## Provided passage
There is no one in the small, family farm or ranch community—yours truly, included—who hasn’t complained, sniveled or laughed about the dinner plate disconnect between the American public and their food.
One morning, recently, three young adults were waiting at our front gate. They wanted to partake in the process a lamb follows to become guest-of-honor and main course at an evening meal.
Each was from the Millenial Generation—an age, all too often, associated with self-absorption, computer games and minimal connection with the natural world.
However, one glance as they stepped out of the car and it was obvious none of them deserved that label.
There was a confident sparkle in their eyes, a genuineness in their smiles and a high level of authenticity in their body language. It was readily apparent they were comfortable in their own skins. And—BONUS!—they brought a delightful, well-behaved and very interested kindergartner and third grade boy with them.
You bet, we were thrilled to show them how it all worked.
The selection and dispatch of the lamb was quiet, quick and efficient. The youngest lad wasn’t interested in the details; he was busy introducing himself to our three stock dogs. His older brother asked questions while he viewed the entire process. However, judging by the queasy look on their mother’s face, she had a slightly more difficult time.

## Exercise A
Decide whether each statement agrees with the farm-visit passage, answering yes or no and quoting the words of the text that decide it: (i) The visitors brought a kindergartner and a third-grade boy with them. (ii) The youngest boy watched the whole process closely. (iii) The boys' mother appeared to have no difficulty with the process.
## Exercise B
Transcribe the part of the farm-visit passage that opens with the words containing "One morning, recently, three" and closes with "deserved that label.".

## Referring expression pointing data

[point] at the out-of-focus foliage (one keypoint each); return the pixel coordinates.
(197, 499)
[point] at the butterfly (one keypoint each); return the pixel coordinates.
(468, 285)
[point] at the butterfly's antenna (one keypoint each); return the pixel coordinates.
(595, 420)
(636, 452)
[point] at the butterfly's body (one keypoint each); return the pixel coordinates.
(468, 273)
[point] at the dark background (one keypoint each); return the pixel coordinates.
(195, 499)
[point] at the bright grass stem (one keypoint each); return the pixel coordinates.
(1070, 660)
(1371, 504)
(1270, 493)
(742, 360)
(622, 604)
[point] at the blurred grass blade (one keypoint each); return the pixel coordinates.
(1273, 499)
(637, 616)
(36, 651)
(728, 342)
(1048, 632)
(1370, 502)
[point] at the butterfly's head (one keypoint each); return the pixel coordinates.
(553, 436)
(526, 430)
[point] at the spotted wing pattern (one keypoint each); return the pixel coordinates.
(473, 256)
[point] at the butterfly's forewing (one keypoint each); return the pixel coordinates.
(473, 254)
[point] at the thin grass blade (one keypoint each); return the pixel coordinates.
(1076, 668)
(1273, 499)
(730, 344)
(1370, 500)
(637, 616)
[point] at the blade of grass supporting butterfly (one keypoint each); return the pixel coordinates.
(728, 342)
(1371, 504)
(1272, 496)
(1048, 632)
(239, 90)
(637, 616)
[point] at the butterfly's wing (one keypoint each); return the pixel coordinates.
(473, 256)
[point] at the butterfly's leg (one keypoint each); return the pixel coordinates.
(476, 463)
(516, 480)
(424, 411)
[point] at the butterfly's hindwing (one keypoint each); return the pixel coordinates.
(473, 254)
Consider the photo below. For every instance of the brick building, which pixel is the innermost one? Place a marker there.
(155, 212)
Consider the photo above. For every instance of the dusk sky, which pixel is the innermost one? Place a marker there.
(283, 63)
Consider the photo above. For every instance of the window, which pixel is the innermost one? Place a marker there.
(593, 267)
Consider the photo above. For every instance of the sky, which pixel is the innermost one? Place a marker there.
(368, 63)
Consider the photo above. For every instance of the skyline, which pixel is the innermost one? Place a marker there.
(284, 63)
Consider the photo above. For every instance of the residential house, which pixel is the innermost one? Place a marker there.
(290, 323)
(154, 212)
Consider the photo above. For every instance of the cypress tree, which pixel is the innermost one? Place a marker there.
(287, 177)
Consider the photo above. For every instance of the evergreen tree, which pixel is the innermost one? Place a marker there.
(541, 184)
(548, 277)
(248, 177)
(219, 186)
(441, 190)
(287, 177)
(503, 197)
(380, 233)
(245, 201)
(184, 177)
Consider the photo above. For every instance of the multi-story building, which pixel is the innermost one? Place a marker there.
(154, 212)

* * *

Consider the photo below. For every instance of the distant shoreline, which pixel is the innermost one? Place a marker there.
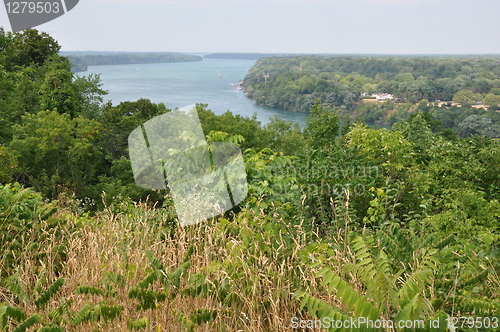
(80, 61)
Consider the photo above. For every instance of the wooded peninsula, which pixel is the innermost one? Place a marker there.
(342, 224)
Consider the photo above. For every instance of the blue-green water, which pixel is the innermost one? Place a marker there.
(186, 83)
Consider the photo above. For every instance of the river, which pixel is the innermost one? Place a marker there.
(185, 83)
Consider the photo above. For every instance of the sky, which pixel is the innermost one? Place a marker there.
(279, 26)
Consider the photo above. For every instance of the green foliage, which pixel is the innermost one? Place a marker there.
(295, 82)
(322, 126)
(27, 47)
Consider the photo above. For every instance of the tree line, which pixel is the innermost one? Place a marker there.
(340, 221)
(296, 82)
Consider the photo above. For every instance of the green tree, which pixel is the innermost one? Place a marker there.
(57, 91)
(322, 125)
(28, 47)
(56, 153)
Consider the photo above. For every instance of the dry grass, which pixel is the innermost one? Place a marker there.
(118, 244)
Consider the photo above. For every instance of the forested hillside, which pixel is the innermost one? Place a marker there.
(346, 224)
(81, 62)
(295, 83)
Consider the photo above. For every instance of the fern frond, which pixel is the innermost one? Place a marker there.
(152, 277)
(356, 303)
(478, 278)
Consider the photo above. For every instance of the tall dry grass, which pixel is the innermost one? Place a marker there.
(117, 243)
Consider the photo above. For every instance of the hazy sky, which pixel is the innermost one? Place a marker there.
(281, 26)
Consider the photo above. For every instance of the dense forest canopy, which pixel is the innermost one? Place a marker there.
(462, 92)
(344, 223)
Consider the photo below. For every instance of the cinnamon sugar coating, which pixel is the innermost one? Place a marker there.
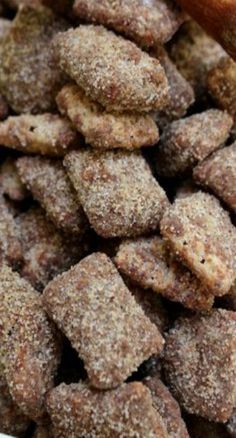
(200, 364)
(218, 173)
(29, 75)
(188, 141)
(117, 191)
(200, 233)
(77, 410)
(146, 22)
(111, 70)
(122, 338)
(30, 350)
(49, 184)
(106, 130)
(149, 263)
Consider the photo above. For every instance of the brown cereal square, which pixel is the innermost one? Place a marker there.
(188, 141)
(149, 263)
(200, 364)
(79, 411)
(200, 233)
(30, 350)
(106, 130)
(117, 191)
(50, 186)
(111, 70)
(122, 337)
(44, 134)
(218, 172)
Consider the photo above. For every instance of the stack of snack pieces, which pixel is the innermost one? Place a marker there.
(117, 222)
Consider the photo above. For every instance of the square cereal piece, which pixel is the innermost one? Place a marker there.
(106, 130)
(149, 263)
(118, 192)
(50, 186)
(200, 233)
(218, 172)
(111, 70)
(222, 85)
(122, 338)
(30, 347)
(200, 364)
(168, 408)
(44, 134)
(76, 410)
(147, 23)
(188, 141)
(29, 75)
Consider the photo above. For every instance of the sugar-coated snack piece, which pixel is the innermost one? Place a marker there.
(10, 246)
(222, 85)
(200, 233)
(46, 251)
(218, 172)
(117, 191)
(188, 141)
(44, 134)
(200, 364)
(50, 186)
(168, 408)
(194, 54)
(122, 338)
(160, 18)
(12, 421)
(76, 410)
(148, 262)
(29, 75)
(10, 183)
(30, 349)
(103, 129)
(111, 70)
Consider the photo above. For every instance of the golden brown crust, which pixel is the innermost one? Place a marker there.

## Exercise output A
(i) Yes: "they brought a delightful, well-behaved and very interested kindergartner and third grade boy with them."
(ii) No: "The youngest lad wasn’t interested in the details; he was busy introducing himself to our three stock dogs."
(iii) No: "judging by the queasy look on their mother’s face, she had a slightly more difficult time."

## Exercise output B
One morning, recently, three young adults were waiting at our front gate. They wanted to partake in the process a lamb follows to become guest-of-honor and main course at an evening meal.
Each was from the Millenial Generation—an age, all too often, associated with self-absorption, computer games and minimal connection with the natural world.
However, one glance as they stepped out of the car and it was obvious none of them deserved that label.